* PROVIDED RECORDS:
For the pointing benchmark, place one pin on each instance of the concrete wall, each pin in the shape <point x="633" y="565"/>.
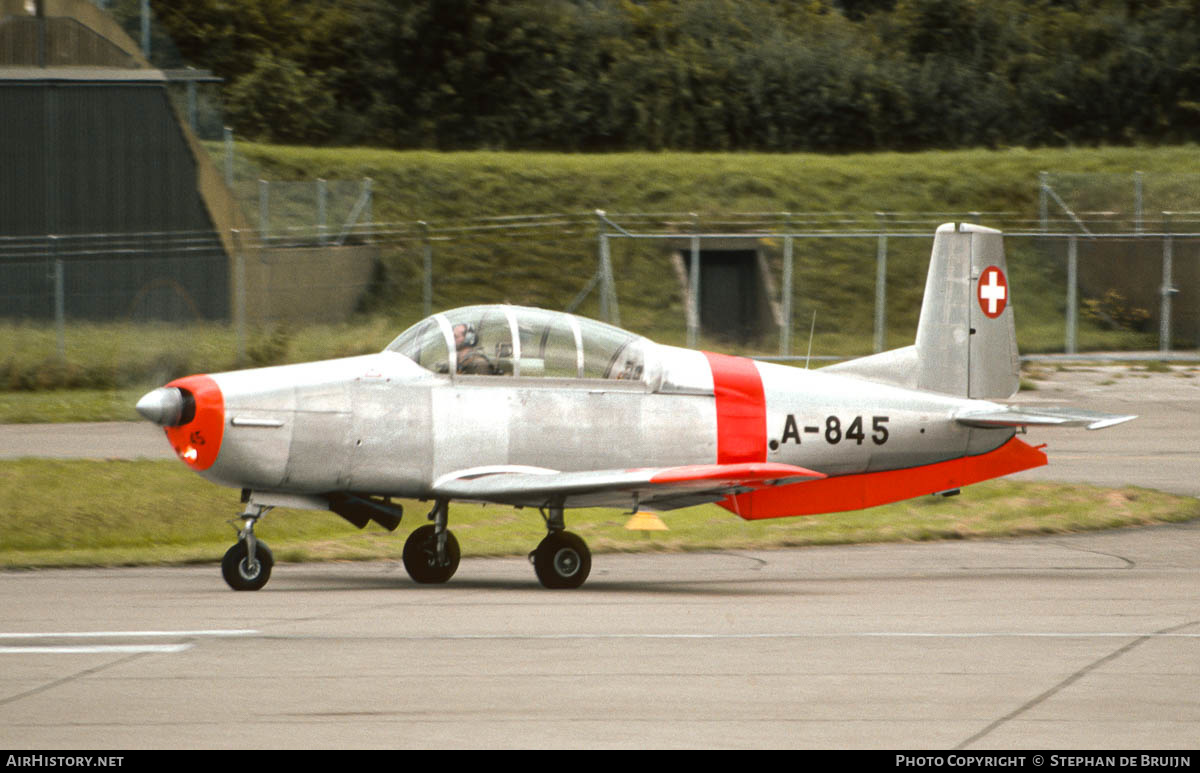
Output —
<point x="306" y="283"/>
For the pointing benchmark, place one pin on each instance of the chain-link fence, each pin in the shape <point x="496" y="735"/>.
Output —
<point x="775" y="283"/>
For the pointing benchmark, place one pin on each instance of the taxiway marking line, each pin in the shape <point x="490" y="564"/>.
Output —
<point x="88" y="649"/>
<point x="133" y="634"/>
<point x="786" y="635"/>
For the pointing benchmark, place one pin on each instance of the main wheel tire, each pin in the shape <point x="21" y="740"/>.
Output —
<point x="562" y="561"/>
<point x="421" y="556"/>
<point x="239" y="574"/>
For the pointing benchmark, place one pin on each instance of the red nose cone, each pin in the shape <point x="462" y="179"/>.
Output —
<point x="198" y="441"/>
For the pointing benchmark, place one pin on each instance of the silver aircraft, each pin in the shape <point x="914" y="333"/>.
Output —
<point x="545" y="409"/>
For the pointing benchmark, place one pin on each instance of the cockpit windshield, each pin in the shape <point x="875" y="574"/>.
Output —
<point x="521" y="341"/>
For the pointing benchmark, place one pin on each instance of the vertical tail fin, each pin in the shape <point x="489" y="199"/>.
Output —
<point x="966" y="340"/>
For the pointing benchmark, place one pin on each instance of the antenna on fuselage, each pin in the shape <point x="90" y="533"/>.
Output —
<point x="811" y="330"/>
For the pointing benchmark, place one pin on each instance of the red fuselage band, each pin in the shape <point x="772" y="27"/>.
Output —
<point x="741" y="409"/>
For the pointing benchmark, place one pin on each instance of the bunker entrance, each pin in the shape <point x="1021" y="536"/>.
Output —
<point x="732" y="293"/>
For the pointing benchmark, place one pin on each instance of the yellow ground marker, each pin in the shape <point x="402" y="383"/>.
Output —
<point x="646" y="521"/>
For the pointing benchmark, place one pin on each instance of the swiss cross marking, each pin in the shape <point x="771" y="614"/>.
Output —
<point x="993" y="292"/>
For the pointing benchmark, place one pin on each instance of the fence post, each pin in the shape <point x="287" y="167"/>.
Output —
<point x="1137" y="203"/>
<point x="60" y="316"/>
<point x="369" y="196"/>
<point x="427" y="268"/>
<point x="1043" y="199"/>
<point x="694" y="285"/>
<point x="239" y="293"/>
<point x="322" y="201"/>
<point x="1072" y="293"/>
<point x="228" y="138"/>
<point x="785" y="334"/>
<point x="1167" y="289"/>
<point x="264" y="210"/>
<point x="881" y="283"/>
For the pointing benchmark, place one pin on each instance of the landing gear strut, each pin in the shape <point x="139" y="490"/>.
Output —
<point x="247" y="564"/>
<point x="431" y="552"/>
<point x="562" y="559"/>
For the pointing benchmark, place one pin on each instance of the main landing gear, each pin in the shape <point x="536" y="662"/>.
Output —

* GIVEN REQUEST: Rewrite all the records above, swapping "pointing benchmark" for "pointing test" and keeping everything else the same. Leave out the pictures.

* RESPONSE TO THE EXERCISE:
For the pointing test, place one pin on each instance of the concrete wall, each pin in the shape <point x="633" y="565"/>.
Output —
<point x="306" y="283"/>
For the pointing test, place one pin on each instance of the chain-link fence, each pin in the shape <point x="496" y="735"/>.
Output —
<point x="775" y="283"/>
For the pointing test, place one pin on each instance of the taxiway marking line, each pin in the shape <point x="490" y="564"/>.
Output —
<point x="88" y="649"/>
<point x="133" y="634"/>
<point x="786" y="635"/>
For the pointing test, place one pin on each instance of the main wheel tire, each pin in the shape <point x="21" y="740"/>.
Output —
<point x="562" y="561"/>
<point x="421" y="556"/>
<point x="239" y="574"/>
For the pointing test, place one pin on each instance of the red nose cone, each pin in the shape <point x="462" y="179"/>.
Output —
<point x="198" y="441"/>
For the pointing test, place one pin on each instance of the silver aircraft, each pin in the shape <point x="914" y="333"/>.
Output —
<point x="545" y="409"/>
For the pointing test, place one pin on each instance of the cockpit windshield, each pin in the shape <point x="875" y="574"/>.
Output —
<point x="521" y="341"/>
For the pointing test, place one pin on each instance of the vertical tail fin, each pin in the shape <point x="489" y="199"/>.
Output —
<point x="966" y="340"/>
For the pointing test, place one pin on each instance of the antenna on fuselage, each pin in the shape <point x="90" y="533"/>.
Output —
<point x="811" y="330"/>
For the pointing test, place one pin on each instance of the red fuselage band, each pin in the shape <point x="772" y="27"/>.
Output —
<point x="741" y="409"/>
For the pointing test, place one pin on each instance of the bunker entrance, each pin in the shape <point x="1021" y="536"/>.
Output —
<point x="732" y="293"/>
For the pointing test, place one pin on each instance of the yellow ground marker, each pin in the shape <point x="402" y="383"/>.
Output —
<point x="646" y="521"/>
For the pointing test, place one pin on each instance of the swiss cross marking, each pin in the shape <point x="771" y="614"/>.
Output —
<point x="993" y="292"/>
For the pointing test, place one pin on each instance of the fence post, each pin in the shape <point x="287" y="167"/>.
Output —
<point x="1137" y="203"/>
<point x="60" y="316"/>
<point x="369" y="196"/>
<point x="427" y="268"/>
<point x="1043" y="199"/>
<point x="694" y="285"/>
<point x="239" y="293"/>
<point x="322" y="201"/>
<point x="1072" y="293"/>
<point x="228" y="138"/>
<point x="785" y="334"/>
<point x="1167" y="289"/>
<point x="264" y="210"/>
<point x="881" y="283"/>
For the pointing test, place one pin on each instance of the landing gear strut, each pin in the shape <point x="139" y="490"/>.
Output —
<point x="247" y="564"/>
<point x="431" y="552"/>
<point x="562" y="559"/>
For the pointing test, place one pin on each instance of the main landing gear, each pin in the shape <point x="536" y="662"/>.
Output —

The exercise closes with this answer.